Una attività anch’essa molto particolare

 

Ormai sono anni che giro le carceri, ho 37 anni di cui 17 scontati dietro a muri e sbarre. La mia è stata una scelta di vita dovuta a un profondo odio che provavo verso le istituzioni e la società che mi circondava. Avevo una visione della vita completamente distorta, causata dal fatto che questi posti li conosco dalla nascita avendo avuto un padre carcerato fin da quando ero piccolo. Questo mi ha portato a sentirmi a disagio nel rapportarmi in ogni contesto sociale, le regole me le facevo io a mio piacimento. Ma dopo tutte le carcerazioni che ho fatto, può essere che non mi siano servite a capire che stavo buttando via la mia vita? Oggi mi ritrovo a scontare una pena di 30 anni, il mio fine pena sarà nel 2037. Perché devo arrivare solo oggi a capire, o quanto meno, a chiedermi il perché di tutto questo? Ho girato tante carceri nella mia vita, nord, sud, centro ma non ho mai avuto stimoli per voler cambiare. Oggi mi ritrovo a Padova e mi ritengo, paradossalmente, fortunato ad essere qui. Faccio parte della redazione di Ristretti Orizzonti. Ma cos’è questa grande fortuna che ho? È dovuta al fatto che oggi ho intrapreso un percorso sulla mia persona che mi sta portando a chiedermi cose che mai avrei pensato. Nella nostra rassegna stampa ho letto un articolo che ha scritto Agnese Moro, figlia dello statista ucciso dalle Brigate Rosse per “Famiglia Cristiana”. È sorprendente che una vittima con una storia pesante come la sua possa parlare del reinserimento di persone che hanno commesso errori. Leggere le sue parole fa riflettere. Credo che per una vittima parlare di reinserimento per il detenuto, di dignità e del fatto che nessuno debba essere buttato via, dimostri una grande consapevolezza del dolore che le è stato provocato e nello stesso tempo la forza di decidere di non ripagare questo dolore con altro dolore. Ma quello che mi chiedo io è se con la giustizia che abbiamo in Italia sia possibile non buttare via nessuno. Assolutamente no. La risposta è semplice perché in Italia abbiamo condanne che come fine pena hanno il 9999: l’ergastolo. Non è possibile rieducare una persona con una condanna a vita. Anche se questa persona facesse un percorso rieducativo, di effettivo reinserimento, a cosa servirebbe portarselo nella tomba? Chi ne usufruirebbe?

Esercizio assegnato 1:
Elenca tutti i numeri scritti in cifre nel brano sul carcere.
Esercizio assegnato 2:
Secondo il brano sul carcere, in quale città si trova oggi chi scrive?

Voci di dati:
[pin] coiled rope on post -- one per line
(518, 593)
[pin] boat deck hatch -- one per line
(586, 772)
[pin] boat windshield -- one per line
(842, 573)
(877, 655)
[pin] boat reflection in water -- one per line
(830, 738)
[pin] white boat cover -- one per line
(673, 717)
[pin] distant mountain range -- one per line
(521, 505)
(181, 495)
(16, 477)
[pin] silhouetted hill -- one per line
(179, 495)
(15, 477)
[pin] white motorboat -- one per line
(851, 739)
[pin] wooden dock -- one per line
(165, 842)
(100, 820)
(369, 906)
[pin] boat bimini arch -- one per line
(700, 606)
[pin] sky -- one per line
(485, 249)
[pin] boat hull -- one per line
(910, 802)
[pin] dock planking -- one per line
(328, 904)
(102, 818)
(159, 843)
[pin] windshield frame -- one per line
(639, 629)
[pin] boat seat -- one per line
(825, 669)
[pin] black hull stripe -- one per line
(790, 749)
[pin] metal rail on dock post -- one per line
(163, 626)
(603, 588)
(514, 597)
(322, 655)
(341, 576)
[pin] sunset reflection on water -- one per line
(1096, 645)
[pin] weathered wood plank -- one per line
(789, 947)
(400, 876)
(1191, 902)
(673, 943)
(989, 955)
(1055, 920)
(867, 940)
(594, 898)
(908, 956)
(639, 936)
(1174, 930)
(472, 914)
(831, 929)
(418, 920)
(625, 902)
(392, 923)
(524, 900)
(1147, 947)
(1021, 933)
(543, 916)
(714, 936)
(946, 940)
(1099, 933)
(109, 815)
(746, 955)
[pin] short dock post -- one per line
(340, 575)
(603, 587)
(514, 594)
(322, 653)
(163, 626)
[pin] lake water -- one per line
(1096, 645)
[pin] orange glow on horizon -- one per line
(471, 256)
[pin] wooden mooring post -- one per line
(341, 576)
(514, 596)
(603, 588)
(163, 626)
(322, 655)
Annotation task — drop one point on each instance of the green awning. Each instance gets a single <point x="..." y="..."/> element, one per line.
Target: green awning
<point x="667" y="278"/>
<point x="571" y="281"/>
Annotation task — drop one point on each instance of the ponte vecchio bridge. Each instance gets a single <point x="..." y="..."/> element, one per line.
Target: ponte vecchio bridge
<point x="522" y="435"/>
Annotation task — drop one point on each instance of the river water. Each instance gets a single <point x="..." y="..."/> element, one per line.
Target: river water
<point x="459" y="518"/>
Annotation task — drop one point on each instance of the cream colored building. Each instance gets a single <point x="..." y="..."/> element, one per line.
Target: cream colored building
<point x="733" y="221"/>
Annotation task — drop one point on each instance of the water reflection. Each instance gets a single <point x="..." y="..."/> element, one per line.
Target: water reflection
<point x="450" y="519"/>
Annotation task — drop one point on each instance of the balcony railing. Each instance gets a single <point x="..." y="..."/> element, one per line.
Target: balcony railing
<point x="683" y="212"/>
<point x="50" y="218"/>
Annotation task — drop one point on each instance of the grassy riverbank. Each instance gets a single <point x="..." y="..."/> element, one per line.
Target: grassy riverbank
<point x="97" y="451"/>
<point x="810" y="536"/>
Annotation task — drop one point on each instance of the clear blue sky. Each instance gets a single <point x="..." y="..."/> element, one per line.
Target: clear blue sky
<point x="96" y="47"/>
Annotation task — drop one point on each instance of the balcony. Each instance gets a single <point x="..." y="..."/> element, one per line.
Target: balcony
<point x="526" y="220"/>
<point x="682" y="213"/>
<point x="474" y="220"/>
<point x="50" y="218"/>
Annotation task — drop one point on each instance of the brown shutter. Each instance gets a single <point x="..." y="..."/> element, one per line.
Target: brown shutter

Risposta completa 1:
37, 17, 30, 2037, 9999

Risposta completa 2:
A Padova.